Source data:

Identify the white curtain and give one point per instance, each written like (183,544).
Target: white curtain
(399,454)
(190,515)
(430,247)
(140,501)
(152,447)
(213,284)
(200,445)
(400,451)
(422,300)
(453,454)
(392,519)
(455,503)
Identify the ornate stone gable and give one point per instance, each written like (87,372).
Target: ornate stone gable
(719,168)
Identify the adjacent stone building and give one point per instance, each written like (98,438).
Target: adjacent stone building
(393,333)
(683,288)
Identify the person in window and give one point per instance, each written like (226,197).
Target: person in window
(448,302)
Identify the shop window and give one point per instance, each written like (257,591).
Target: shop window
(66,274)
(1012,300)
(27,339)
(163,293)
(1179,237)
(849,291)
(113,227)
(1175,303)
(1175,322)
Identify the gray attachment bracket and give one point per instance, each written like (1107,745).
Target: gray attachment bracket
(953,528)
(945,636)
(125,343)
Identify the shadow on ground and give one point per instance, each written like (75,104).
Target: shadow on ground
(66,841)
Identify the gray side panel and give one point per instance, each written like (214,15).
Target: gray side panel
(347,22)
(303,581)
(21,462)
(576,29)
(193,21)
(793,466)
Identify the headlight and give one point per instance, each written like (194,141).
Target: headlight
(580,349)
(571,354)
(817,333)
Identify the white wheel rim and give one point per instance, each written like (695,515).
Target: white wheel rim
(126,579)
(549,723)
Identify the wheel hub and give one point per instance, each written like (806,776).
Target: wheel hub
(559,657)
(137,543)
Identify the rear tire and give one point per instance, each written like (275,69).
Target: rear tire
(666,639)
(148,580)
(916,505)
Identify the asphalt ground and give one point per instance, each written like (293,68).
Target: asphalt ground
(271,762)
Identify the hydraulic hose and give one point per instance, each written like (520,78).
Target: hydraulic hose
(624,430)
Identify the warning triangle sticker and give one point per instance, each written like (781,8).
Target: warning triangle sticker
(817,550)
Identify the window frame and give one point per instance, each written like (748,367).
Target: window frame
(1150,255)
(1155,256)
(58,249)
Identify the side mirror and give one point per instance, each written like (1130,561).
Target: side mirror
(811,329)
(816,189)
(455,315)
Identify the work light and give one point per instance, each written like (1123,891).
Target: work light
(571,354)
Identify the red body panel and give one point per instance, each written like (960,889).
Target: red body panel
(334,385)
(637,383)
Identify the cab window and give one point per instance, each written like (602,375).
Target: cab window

» WHAT YOU SHOULD DO
Turn the rows into a numbered list, starting at the line that contains "Identify the cab" and ending at the last row, with blank lines omitted.

» ANSWER TO THIS TASK
1. Identify the cab window and give one point per instance, each written like (602,375).
2. Target: cab window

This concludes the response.